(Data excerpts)
* * * * * * *
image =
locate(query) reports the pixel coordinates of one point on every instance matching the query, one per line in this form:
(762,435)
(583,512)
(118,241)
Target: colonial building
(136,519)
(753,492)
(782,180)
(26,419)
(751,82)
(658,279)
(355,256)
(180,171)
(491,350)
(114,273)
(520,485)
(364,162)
* * * * * * *
▶ **WHAT THE TASK REQUIRES**: Set out the entries once more, word for word.

▶ **WRITTEN SOLUTION**:
image =
locate(query) reports the pixel coordinates of one point on every instance matching the query, one per line in this form:
(762,435)
(583,512)
(118,241)
Target: colonial building
(136,519)
(753,492)
(782,180)
(26,419)
(751,82)
(658,279)
(355,256)
(180,171)
(491,350)
(114,273)
(520,485)
(364,162)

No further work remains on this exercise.